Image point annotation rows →
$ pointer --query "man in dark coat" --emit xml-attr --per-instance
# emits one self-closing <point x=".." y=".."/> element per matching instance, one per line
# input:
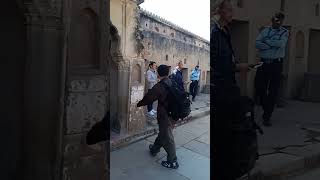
<point x="165" y="137"/>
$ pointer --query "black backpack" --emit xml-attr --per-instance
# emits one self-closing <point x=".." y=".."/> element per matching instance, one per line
<point x="245" y="144"/>
<point x="179" y="102"/>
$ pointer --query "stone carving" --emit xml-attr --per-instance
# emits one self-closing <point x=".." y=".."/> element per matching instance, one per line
<point x="168" y="23"/>
<point x="115" y="43"/>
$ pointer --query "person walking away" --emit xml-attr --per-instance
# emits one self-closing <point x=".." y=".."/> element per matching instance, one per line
<point x="152" y="79"/>
<point x="177" y="75"/>
<point x="194" y="77"/>
<point x="225" y="93"/>
<point x="271" y="43"/>
<point x="165" y="137"/>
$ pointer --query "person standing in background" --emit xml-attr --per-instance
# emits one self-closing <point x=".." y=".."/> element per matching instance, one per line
<point x="271" y="43"/>
<point x="152" y="79"/>
<point x="177" y="75"/>
<point x="194" y="77"/>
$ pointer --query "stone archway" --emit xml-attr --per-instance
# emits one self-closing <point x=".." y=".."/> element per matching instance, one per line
<point x="119" y="70"/>
<point x="13" y="40"/>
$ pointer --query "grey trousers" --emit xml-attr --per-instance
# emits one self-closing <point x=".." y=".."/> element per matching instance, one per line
<point x="165" y="139"/>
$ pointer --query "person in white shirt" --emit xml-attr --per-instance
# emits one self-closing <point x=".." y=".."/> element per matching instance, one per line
<point x="152" y="79"/>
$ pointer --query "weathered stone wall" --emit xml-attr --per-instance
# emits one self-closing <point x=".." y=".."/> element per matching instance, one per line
<point x="166" y="43"/>
<point x="87" y="87"/>
<point x="126" y="78"/>
<point x="300" y="19"/>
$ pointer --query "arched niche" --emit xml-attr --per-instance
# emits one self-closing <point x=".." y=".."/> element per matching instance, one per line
<point x="300" y="44"/>
<point x="84" y="40"/>
<point x="136" y="74"/>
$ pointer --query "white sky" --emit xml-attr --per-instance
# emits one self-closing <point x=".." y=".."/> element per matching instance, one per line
<point x="191" y="15"/>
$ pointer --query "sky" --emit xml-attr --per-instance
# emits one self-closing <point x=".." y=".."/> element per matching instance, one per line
<point x="191" y="15"/>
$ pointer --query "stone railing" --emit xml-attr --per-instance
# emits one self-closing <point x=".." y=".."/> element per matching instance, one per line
<point x="172" y="25"/>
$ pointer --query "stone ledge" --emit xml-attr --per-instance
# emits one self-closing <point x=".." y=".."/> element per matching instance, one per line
<point x="299" y="164"/>
<point x="127" y="140"/>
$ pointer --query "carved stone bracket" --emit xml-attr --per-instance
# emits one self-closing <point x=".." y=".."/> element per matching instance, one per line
<point x="40" y="14"/>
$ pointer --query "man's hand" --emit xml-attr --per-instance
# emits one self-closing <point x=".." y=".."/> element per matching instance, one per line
<point x="243" y="67"/>
<point x="139" y="104"/>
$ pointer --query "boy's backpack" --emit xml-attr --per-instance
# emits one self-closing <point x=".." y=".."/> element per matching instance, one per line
<point x="245" y="144"/>
<point x="179" y="102"/>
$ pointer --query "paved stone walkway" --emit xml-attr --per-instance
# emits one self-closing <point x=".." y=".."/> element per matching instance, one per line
<point x="193" y="150"/>
<point x="202" y="101"/>
<point x="291" y="141"/>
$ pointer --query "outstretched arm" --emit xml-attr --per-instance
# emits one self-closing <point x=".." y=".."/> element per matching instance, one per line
<point x="260" y="44"/>
<point x="151" y="96"/>
<point x="279" y="43"/>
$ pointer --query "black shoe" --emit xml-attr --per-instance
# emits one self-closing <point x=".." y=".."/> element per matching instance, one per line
<point x="267" y="123"/>
<point x="172" y="165"/>
<point x="152" y="152"/>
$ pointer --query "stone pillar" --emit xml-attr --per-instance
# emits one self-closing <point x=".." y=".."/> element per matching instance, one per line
<point x="123" y="95"/>
<point x="137" y="119"/>
<point x="42" y="95"/>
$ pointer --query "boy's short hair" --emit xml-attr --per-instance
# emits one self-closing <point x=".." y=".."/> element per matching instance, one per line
<point x="163" y="70"/>
<point x="279" y="15"/>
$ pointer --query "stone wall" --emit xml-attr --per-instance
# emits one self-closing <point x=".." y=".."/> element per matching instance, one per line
<point x="167" y="43"/>
<point x="300" y="19"/>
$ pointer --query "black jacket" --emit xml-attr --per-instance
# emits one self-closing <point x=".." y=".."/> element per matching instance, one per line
<point x="221" y="57"/>
<point x="178" y="77"/>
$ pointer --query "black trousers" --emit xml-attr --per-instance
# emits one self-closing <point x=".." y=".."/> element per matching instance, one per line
<point x="194" y="88"/>
<point x="267" y="83"/>
<point x="224" y="105"/>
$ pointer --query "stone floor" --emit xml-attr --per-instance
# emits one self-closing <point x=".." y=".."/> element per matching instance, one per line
<point x="201" y="101"/>
<point x="295" y="134"/>
<point x="313" y="174"/>
<point x="193" y="150"/>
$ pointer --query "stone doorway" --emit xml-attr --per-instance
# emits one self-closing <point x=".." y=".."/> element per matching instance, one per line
<point x="185" y="75"/>
<point x="314" y="54"/>
<point x="240" y="39"/>
<point x="13" y="40"/>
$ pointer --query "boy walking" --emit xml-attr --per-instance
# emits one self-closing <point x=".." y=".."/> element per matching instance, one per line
<point x="165" y="137"/>
<point x="194" y="77"/>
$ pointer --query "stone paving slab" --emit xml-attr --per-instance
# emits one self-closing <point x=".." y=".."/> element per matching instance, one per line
<point x="152" y="171"/>
<point x="192" y="165"/>
<point x="198" y="147"/>
<point x="205" y="138"/>
<point x="278" y="163"/>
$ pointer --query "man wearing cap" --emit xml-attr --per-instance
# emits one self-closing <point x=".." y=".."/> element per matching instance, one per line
<point x="194" y="77"/>
<point x="271" y="43"/>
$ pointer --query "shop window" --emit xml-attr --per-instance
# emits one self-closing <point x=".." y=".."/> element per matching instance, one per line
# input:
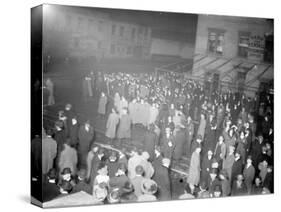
<point x="243" y="44"/>
<point x="113" y="29"/>
<point x="121" y="32"/>
<point x="216" y="41"/>
<point x="133" y="34"/>
<point x="112" y="49"/>
<point x="100" y="26"/>
<point x="99" y="45"/>
<point x="129" y="50"/>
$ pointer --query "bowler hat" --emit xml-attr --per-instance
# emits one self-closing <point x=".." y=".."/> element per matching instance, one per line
<point x="149" y="186"/>
<point x="66" y="171"/>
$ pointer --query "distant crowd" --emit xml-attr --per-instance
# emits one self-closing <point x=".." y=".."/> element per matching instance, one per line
<point x="226" y="136"/>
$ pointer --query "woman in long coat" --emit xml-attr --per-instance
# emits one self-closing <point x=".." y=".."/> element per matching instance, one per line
<point x="194" y="168"/>
<point x="102" y="104"/>
<point x="124" y="130"/>
<point x="202" y="126"/>
<point x="85" y="135"/>
<point x="111" y="125"/>
<point x="180" y="140"/>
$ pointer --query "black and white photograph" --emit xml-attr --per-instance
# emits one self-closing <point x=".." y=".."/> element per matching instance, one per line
<point x="132" y="106"/>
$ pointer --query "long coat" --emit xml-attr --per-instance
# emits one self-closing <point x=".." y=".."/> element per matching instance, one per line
<point x="68" y="159"/>
<point x="150" y="140"/>
<point x="180" y="140"/>
<point x="249" y="175"/>
<point x="162" y="178"/>
<point x="167" y="146"/>
<point x="194" y="169"/>
<point x="201" y="128"/>
<point x="85" y="139"/>
<point x="228" y="163"/>
<point x="205" y="169"/>
<point x="111" y="125"/>
<point x="49" y="152"/>
<point x="189" y="137"/>
<point x="102" y="105"/>
<point x="124" y="129"/>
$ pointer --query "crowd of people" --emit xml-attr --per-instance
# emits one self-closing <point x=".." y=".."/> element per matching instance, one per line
<point x="227" y="137"/>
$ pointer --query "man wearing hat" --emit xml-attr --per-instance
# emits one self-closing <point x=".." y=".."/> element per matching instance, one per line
<point x="225" y="183"/>
<point x="68" y="158"/>
<point x="194" y="168"/>
<point x="137" y="180"/>
<point x="162" y="176"/>
<point x="150" y="141"/>
<point x="86" y="136"/>
<point x="127" y="193"/>
<point x="249" y="174"/>
<point x="206" y="167"/>
<point x="49" y="152"/>
<point x="202" y="191"/>
<point x="213" y="181"/>
<point x="120" y="178"/>
<point x="50" y="188"/>
<point x="239" y="187"/>
<point x="81" y="184"/>
<point x="148" y="188"/>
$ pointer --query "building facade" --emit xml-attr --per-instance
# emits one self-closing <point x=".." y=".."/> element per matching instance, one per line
<point x="237" y="51"/>
<point x="84" y="33"/>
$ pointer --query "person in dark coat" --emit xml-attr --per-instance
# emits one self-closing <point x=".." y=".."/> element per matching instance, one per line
<point x="86" y="136"/>
<point x="150" y="141"/>
<point x="50" y="188"/>
<point x="36" y="157"/>
<point x="167" y="144"/>
<point x="180" y="140"/>
<point x="213" y="181"/>
<point x="238" y="186"/>
<point x="189" y="136"/>
<point x="81" y="184"/>
<point x="98" y="158"/>
<point x="73" y="130"/>
<point x="60" y="138"/>
<point x="237" y="167"/>
<point x="268" y="181"/>
<point x="206" y="167"/>
<point x="257" y="187"/>
<point x="256" y="150"/>
<point x="249" y="174"/>
<point x="120" y="178"/>
<point x="112" y="164"/>
<point x="162" y="177"/>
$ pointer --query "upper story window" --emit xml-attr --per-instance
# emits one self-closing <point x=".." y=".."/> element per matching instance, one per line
<point x="243" y="44"/>
<point x="100" y="26"/>
<point x="133" y="33"/>
<point x="216" y="41"/>
<point x="113" y="29"/>
<point x="121" y="32"/>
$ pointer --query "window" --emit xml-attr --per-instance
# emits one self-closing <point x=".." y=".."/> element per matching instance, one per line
<point x="216" y="41"/>
<point x="90" y="24"/>
<point x="133" y="33"/>
<point x="76" y="42"/>
<point x="129" y="50"/>
<point x="121" y="32"/>
<point x="112" y="49"/>
<point x="99" y="45"/>
<point x="113" y="29"/>
<point x="243" y="44"/>
<point x="100" y="26"/>
<point x="79" y="23"/>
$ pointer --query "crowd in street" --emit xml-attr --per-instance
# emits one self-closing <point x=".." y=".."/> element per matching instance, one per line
<point x="226" y="136"/>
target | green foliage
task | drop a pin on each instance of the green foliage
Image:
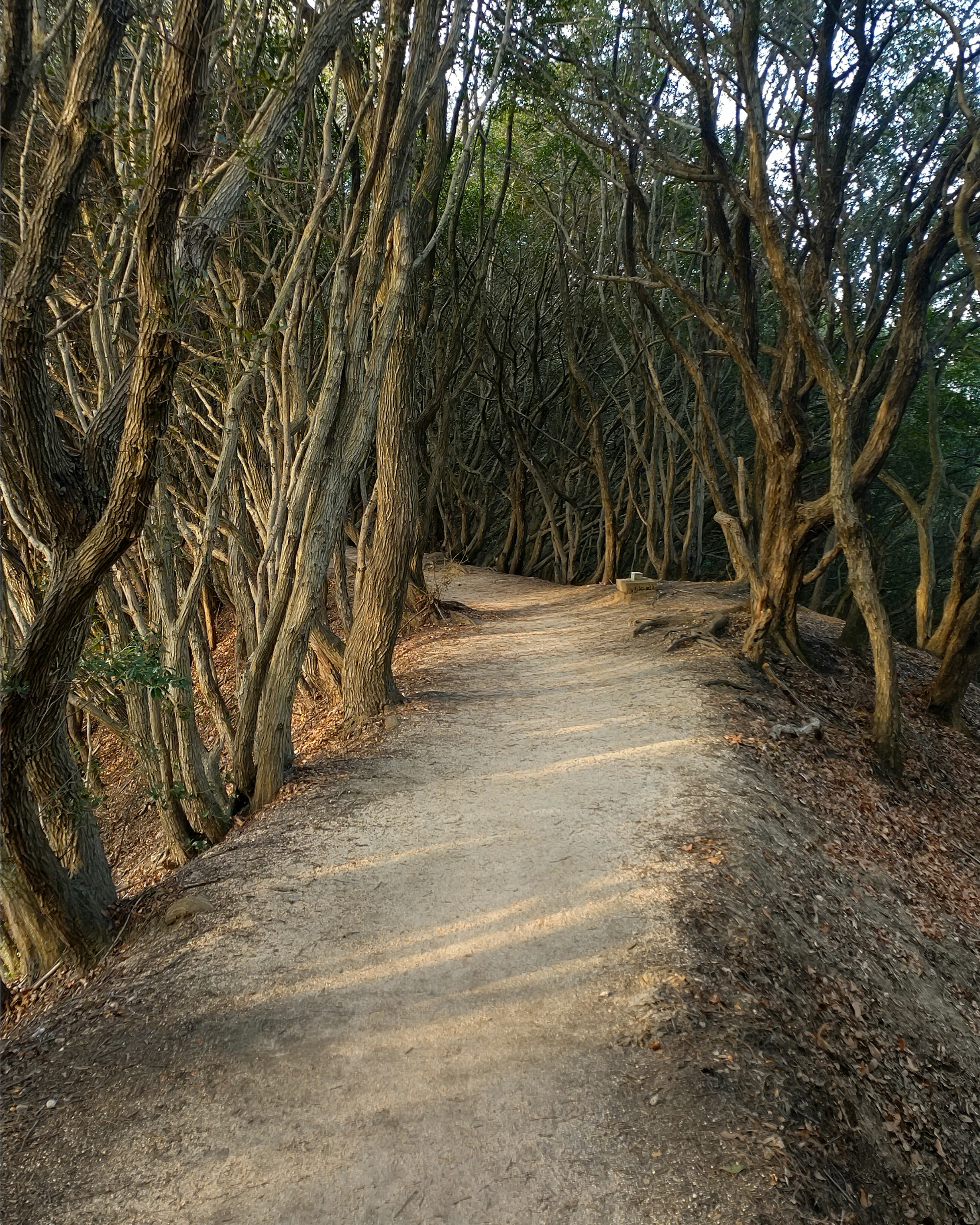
(138, 663)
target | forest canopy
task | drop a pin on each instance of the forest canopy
(569, 290)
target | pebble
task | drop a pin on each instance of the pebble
(194, 904)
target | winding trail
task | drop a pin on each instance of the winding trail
(407, 1002)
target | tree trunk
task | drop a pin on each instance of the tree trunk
(960, 666)
(368, 683)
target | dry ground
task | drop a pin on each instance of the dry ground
(558, 951)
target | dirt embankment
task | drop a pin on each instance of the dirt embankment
(564, 946)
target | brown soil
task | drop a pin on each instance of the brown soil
(557, 947)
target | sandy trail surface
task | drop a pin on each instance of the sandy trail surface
(407, 1002)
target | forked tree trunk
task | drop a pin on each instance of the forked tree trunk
(886, 722)
(368, 682)
(966, 553)
(960, 666)
(70, 878)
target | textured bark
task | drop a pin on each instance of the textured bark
(961, 665)
(361, 340)
(368, 684)
(966, 555)
(67, 505)
(200, 235)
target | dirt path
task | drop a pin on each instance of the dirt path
(407, 1004)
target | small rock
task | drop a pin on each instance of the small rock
(642, 1001)
(193, 904)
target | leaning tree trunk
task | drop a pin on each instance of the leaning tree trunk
(960, 666)
(966, 552)
(124, 446)
(886, 722)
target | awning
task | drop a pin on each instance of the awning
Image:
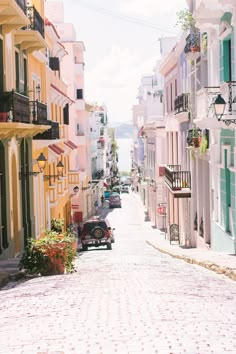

Task objective → Reproduce the rows from the line containing "target | forked tree trunk" through the end of the rows, including every request line, and add 145 to each coordinate value in the answers. Omit the pictures from the output.

Exercise solution →
target | forked tree trunk
task | drop a pin on each instance of the forked tree trunk
(1031, 867)
(513, 827)
(1111, 698)
(1105, 811)
(215, 1023)
target | textured bark
task | drop a pin on each instance of the textured bark
(1106, 810)
(506, 485)
(513, 829)
(1111, 700)
(212, 650)
(345, 380)
target | dirt path
task | drop a pin on each instance of the dirt path
(552, 1149)
target | small rock
task | drop a pin on each instance of the small rock
(787, 1146)
(338, 1049)
target | leaning tree trunk
task | drop a pin on each instance of the leaning tree trunk
(1105, 811)
(1111, 697)
(269, 591)
(1031, 867)
target | awning
task | drop a pin on each instance of the awning
Image:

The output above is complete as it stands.